__Passage for review__.
[Start of Attachment]

The North Shore-LIJ Health System announced recently that it is now using new cutting-edge technology - similar to a global positioning system (GPS) - to treat prostate cancer.
The Calypso© System provides clinicians with an innovative solution for targeting and continually monitoring the prostate in real time, during a patient’s radiation therapy treatment for prostate cancer. North Shore-LIJ is only one of two centers in the Northeast - and the only hospital in Queens or Long Island - that offers this innovative technology.
“Calypso© enables physicians to localize and track prostate motion during treatment, and offers greater precision and capabilities than the most common methods of radiation therapy, called image guidance radiation therapy (IGRT),” said Louis Potters, M.D., chairman of radiation medicine at North Shore University Hospital and LIJ Medical Center. “While IGRT is helpful, there is added excess radiation exposure to the patient’s pelvis. Calypso© not only offers more accurate treatment, but there is absolutely no excess radiation.”
“Organs naturally move during radiation treatments, and this movement cannot always be predicted,” he added. “This new system is like a GPS for the body, enabling us to detect the slightest movement of the prostate so we can deliver extremely accurate radiation therapy. Until the advent of the Calypso©, we were not able to see what a tumor actually was doing during a patient’s treatment.”

[End of Attachment]

__Information supplied__.
[Start of Attachment]

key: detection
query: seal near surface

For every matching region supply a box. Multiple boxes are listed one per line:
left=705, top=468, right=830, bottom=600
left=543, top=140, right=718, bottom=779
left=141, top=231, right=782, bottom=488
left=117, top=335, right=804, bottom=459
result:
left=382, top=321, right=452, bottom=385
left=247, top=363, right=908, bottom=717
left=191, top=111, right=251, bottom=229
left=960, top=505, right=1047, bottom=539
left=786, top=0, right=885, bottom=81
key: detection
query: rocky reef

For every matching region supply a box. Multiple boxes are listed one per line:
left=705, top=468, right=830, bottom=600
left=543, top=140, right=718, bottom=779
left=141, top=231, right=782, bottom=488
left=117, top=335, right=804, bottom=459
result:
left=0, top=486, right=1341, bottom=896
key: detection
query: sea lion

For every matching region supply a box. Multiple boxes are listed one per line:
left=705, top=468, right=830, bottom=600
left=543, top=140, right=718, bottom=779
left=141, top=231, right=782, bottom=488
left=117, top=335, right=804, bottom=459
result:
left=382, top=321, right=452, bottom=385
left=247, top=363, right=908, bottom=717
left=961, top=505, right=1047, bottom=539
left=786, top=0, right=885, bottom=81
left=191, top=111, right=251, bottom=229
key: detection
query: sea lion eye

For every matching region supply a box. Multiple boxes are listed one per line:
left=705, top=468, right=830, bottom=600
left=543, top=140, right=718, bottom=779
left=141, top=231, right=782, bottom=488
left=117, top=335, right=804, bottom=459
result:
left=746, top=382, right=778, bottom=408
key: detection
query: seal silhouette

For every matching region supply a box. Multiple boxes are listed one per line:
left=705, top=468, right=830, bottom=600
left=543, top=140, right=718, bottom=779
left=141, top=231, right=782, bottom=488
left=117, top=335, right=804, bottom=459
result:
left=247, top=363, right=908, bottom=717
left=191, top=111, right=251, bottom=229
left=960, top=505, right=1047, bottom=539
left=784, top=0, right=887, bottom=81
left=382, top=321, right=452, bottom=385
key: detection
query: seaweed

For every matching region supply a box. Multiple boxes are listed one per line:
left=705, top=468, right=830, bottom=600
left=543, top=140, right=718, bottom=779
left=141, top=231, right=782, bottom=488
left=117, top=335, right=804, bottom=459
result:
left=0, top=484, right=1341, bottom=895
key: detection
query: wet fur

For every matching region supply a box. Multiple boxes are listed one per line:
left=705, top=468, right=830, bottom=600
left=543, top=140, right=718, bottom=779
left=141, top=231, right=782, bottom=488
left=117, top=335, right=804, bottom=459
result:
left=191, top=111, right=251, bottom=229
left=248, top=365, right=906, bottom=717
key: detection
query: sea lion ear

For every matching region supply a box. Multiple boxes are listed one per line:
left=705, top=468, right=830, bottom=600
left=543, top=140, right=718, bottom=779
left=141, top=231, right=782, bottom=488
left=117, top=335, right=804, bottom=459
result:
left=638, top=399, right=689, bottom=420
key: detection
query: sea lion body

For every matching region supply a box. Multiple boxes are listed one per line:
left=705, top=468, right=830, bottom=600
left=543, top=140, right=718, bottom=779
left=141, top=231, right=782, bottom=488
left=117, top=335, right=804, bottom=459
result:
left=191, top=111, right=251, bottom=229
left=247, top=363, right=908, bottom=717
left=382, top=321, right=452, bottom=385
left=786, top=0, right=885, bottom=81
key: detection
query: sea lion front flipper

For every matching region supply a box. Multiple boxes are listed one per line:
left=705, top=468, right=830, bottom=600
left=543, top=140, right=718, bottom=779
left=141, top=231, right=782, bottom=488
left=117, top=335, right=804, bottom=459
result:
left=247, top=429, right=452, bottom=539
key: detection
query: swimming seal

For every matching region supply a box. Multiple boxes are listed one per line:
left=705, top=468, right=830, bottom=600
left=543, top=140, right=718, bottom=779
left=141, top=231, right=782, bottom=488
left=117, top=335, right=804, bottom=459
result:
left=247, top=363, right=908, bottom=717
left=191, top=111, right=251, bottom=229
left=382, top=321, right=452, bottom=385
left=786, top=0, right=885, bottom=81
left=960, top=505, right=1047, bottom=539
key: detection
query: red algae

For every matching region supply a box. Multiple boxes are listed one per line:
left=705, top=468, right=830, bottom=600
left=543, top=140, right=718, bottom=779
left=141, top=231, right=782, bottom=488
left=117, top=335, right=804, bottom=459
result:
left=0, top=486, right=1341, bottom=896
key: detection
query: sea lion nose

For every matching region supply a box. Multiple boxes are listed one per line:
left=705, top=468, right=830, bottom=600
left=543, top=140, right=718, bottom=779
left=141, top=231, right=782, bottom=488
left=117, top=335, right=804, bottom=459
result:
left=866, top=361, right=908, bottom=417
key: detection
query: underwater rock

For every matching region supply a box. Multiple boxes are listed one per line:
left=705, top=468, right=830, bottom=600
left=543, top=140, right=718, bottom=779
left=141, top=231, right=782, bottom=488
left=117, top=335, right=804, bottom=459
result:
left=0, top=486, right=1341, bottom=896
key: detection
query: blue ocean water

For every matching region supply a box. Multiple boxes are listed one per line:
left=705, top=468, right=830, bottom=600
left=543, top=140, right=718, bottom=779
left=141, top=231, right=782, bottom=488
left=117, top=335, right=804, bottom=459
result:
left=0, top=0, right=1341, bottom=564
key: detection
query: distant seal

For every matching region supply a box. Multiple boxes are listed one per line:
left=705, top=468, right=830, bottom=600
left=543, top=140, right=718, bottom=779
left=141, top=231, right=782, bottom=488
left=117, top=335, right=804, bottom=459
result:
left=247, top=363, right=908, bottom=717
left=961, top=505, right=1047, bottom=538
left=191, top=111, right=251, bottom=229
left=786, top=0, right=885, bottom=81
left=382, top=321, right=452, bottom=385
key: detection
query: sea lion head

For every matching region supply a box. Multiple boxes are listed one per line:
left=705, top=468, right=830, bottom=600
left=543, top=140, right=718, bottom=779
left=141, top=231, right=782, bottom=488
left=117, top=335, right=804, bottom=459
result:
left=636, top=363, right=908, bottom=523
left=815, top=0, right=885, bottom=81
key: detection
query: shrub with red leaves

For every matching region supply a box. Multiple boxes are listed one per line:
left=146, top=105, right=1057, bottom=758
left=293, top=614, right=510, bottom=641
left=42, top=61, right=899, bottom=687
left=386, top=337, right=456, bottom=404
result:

[End of Attachment]

__Task set__.
A. According to the passage on the Calypso System, what position does Louis Potters hold?
B. Reproduce the part of the passage on the Calypso System that opens with "The North Shore-LIJ" and closes with "this innovative technology.", swapping "clinicians" for "doctors".
The material after the passage on the Calypso System comes from a separate source.

__Solutions by task__.
A. He is chairman of radiation medicine at North Shore University Hospital and LIJ Medical Center.

B.
The North Shore-LIJ Health System announced recently that it is now using new cutting-edge technology - similar to a global positioning system (GPS) - to treat prostate cancer.
The Calypso© System provides doctors with an innovative solution for targeting and continually monitoring the prostate in real time, during a patient’s radiation therapy treatment for prostate cancer. North Shore-LIJ is only one of two centers in the Northeast - and the only hospital in Queens or Long Island - that offers this innovative technology.